» Assigned task
Find all lines with the word "propeller" in the material, then copy them.

» Data shown
= = = = =

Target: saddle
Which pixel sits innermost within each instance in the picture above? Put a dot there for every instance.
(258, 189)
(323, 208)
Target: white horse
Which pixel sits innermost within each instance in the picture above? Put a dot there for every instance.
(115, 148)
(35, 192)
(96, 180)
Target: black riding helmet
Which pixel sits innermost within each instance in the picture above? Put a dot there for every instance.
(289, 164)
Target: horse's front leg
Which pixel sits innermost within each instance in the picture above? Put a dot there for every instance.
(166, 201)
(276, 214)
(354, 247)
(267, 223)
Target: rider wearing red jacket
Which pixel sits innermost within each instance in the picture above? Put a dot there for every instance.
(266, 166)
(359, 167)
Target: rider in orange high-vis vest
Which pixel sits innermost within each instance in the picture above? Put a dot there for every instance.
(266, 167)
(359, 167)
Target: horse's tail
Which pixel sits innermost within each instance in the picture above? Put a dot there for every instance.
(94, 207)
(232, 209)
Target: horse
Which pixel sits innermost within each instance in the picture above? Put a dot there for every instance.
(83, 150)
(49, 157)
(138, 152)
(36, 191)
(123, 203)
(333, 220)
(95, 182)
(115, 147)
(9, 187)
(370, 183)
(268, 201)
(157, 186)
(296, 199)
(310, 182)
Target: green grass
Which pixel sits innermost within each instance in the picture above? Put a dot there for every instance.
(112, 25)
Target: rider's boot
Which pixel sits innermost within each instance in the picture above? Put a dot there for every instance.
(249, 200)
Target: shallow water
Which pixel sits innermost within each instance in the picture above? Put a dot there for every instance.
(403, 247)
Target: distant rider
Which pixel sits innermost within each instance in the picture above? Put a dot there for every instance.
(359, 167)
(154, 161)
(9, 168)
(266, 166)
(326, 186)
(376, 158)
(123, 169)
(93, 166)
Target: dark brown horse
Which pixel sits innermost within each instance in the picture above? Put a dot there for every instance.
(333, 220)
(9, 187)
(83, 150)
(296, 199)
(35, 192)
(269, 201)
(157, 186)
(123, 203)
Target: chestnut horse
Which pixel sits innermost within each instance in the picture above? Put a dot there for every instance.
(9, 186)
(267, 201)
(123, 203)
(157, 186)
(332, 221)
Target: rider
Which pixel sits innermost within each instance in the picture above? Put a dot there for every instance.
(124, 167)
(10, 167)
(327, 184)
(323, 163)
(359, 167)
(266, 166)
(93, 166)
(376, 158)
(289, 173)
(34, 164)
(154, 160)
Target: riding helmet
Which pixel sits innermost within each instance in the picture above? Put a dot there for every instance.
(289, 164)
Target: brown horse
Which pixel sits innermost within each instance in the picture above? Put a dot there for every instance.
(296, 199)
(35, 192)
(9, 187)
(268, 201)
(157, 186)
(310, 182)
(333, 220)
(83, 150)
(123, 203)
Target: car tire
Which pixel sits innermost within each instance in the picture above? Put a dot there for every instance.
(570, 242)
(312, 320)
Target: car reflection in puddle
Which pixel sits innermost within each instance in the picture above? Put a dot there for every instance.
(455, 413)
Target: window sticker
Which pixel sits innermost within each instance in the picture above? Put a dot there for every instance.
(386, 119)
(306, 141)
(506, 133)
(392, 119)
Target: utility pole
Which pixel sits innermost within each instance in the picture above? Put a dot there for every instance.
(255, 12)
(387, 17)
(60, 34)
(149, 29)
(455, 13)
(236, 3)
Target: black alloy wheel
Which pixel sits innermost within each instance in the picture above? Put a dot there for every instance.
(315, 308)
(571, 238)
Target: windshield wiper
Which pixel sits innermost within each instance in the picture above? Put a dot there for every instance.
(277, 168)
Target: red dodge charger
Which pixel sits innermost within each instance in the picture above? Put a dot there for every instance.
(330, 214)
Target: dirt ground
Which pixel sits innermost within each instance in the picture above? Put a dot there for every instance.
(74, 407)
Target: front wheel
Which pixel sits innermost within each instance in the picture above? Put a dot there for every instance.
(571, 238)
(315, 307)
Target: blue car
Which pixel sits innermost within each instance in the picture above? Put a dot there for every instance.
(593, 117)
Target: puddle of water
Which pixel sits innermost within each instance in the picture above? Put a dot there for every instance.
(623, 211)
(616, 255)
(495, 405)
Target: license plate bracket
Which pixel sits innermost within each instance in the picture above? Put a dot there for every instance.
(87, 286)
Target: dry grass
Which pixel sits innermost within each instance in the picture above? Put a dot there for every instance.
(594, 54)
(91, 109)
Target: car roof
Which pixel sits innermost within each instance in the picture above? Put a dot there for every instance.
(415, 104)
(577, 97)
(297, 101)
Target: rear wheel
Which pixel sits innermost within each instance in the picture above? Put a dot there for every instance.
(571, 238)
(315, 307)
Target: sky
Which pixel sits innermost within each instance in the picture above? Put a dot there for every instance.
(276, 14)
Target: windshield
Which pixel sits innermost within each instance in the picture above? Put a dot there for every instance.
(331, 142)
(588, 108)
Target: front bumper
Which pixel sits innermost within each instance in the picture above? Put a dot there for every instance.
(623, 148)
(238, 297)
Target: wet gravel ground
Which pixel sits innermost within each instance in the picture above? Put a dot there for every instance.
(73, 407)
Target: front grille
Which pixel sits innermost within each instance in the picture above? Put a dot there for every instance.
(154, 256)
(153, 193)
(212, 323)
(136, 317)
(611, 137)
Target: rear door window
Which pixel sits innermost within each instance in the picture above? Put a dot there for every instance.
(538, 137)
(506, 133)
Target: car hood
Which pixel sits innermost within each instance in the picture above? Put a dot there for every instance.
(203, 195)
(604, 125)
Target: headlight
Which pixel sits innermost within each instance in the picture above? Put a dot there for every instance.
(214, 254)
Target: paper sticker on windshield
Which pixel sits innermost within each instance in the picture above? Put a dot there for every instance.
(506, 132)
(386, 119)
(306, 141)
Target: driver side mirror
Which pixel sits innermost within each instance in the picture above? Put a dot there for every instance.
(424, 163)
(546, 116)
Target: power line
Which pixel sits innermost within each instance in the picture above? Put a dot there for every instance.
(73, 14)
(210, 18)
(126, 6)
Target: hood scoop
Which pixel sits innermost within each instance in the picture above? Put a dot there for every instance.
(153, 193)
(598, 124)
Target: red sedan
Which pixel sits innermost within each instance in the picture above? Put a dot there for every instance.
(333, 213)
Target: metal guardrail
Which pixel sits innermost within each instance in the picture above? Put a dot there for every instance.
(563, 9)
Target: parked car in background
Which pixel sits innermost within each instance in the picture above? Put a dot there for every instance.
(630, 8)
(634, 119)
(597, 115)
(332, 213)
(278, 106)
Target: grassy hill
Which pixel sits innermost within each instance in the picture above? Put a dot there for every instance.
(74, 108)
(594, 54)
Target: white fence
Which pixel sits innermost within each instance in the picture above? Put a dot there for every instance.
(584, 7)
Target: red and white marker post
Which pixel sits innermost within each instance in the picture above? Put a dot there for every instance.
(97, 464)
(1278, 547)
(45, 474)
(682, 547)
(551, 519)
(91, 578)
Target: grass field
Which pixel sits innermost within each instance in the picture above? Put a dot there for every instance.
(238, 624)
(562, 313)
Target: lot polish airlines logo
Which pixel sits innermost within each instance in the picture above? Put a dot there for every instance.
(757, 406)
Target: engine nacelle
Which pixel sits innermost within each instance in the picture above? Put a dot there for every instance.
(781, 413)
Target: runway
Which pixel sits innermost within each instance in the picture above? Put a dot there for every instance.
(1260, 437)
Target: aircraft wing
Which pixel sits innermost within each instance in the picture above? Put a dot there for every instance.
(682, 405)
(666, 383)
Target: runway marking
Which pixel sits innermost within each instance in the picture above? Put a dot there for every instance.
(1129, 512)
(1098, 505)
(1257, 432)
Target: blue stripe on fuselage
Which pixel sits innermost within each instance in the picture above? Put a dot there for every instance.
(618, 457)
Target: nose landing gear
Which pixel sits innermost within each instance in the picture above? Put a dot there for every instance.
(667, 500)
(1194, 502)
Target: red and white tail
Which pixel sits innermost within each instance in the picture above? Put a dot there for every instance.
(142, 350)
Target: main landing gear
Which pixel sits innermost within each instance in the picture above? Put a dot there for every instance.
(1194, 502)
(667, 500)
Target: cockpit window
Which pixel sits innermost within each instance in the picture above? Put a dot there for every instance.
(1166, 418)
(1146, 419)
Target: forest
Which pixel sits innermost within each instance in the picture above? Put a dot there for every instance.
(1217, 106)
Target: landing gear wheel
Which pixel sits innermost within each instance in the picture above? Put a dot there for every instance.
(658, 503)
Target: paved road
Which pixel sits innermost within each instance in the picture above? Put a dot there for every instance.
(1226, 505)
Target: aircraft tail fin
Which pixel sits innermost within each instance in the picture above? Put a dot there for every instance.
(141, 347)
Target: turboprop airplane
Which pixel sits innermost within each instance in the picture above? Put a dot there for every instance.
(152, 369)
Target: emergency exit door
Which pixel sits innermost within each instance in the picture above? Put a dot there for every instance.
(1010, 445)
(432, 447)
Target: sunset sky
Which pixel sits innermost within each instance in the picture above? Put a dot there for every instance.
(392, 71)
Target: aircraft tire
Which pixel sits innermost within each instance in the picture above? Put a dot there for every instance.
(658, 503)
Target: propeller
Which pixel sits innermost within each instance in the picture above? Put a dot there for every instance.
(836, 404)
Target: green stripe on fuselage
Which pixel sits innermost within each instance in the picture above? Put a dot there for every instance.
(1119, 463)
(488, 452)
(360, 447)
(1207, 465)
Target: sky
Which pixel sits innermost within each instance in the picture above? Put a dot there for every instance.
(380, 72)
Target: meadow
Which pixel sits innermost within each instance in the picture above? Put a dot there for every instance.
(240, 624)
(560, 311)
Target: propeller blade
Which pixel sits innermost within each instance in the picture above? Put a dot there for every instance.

= = = = =

» Exercise answer
Target: propeller
Target: propeller blade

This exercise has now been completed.